═══ Extract ═══
My generation is not so big on handwritten letters. In general we stick to email. It’s easier, less effort, less waste, etc. But I believe that letters still have a place in society.
I’m not big on the traditional “rules” around when and how to write so I ignore those. I have come up with my own general guidelines for writing letters. A bit ago a friend asked me about how writing letters worked and this is my attempt to respond. (Sorry it took me so long. I was thinking about it.)
We live in a time and a place where there are thousands of things competing for your attention. Being on the computer at all is an exercise in distraction.
Why: Why bother writing letters? It’s a pain in the hand. Mostly it is because the thrill of getting a personal letter doesn’t go away. Everyone is used to post-mail being bills and horrible advertisements. Getting an honest-to-goodness letter feels thrilling and exciting. Someone cared enough about you to write a letter. It is like a tiny little micro-gift of love and attention.
When: When do you write them? I don’t believe in hard and fast rules. We have too many things competing for our attention. I think that it is good to look at your calendar and spot areas where you have a good solid two hours. You don’t need to use all that time, but futzing with addressing an envelope, finding a stamp, etc adds at least half an hour. You want more than an hour because when you sit down you need to organize your thoughts a bit. Do you have to write a letter when someone gets married? When they lose a job?
Write a letter when you want to let someone know that you have been thinking about them. That’s really the only when.
Who: Who should you write letters to? Anyone! Older people appreciate it the most. If you know someone over 60, chances are they would appreciate a letter. It is a throw back to their childhood when communication was that way or no way. (Yes they had phones… but they were *expensive*.)
Kids love letters. Kids will save them and think of you throughout their childhood. Kids will know that you are an adult who cared enough to notice them. They remember.
Your friends will feel special and loved. An email is nice, but letters are so much nicer.
And I despise handwriting. I think that writing letters is torture. But it makes other people so happy. Writing someone a letter is a way of consciously demonstrating that they are important in your life. Sometimes there isn’t another way of doing so. Sometimes you don’t have the spoons to pay as much physical attention to someone as you wish you could.
═══
## Work to do:
Return the part of the post on writing letters between "My generation is" and "place in society.", inclusive, word for word. Work from the post on writing letters alone.
═══ Supplied entries ═══
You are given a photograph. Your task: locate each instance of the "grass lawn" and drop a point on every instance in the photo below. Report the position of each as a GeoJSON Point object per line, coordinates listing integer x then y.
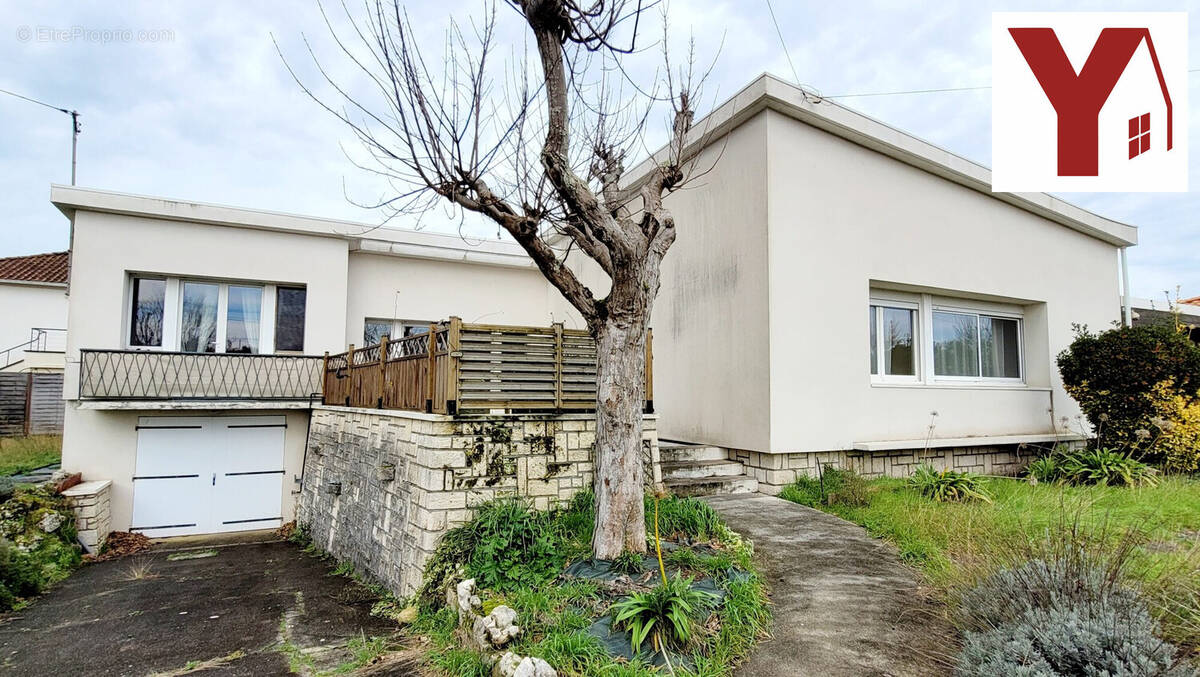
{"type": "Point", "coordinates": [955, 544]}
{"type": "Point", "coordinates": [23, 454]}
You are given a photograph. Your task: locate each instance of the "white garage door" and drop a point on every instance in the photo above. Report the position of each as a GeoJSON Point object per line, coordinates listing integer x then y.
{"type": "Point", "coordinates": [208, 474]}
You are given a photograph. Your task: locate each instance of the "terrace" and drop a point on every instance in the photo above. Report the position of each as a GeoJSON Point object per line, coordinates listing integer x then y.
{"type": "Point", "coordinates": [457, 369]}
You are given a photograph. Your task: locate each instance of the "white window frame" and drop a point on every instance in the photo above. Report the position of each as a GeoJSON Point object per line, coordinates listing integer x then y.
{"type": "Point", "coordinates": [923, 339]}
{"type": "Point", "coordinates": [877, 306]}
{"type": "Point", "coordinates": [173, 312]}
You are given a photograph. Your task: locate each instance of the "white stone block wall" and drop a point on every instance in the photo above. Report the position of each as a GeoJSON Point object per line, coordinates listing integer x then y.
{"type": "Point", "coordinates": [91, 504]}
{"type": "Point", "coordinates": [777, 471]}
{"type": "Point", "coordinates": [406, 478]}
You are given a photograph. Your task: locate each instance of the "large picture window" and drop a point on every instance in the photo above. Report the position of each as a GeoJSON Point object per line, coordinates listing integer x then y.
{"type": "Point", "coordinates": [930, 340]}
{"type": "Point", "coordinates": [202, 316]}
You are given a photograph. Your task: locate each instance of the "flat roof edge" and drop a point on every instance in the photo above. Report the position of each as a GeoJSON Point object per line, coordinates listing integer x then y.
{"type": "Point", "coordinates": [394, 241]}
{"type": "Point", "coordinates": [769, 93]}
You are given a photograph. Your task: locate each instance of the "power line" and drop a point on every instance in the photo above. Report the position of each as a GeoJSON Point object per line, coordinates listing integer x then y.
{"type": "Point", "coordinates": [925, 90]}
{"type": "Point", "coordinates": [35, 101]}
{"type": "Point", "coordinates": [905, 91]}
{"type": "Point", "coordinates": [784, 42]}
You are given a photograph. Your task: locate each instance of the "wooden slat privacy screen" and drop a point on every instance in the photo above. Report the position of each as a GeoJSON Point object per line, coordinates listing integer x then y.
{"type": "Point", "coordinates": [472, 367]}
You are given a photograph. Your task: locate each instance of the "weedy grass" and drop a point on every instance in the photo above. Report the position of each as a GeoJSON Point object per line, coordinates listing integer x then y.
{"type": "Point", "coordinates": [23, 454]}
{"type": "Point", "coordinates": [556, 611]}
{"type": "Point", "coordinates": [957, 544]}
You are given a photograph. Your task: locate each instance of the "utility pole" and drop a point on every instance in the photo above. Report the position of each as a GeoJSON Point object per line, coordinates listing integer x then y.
═══
## Written reply:
My generation is not so big on handwritten letters. In general we stick to email. It’s easier, less effort, less waste, etc. But I believe that letters still have a place in society.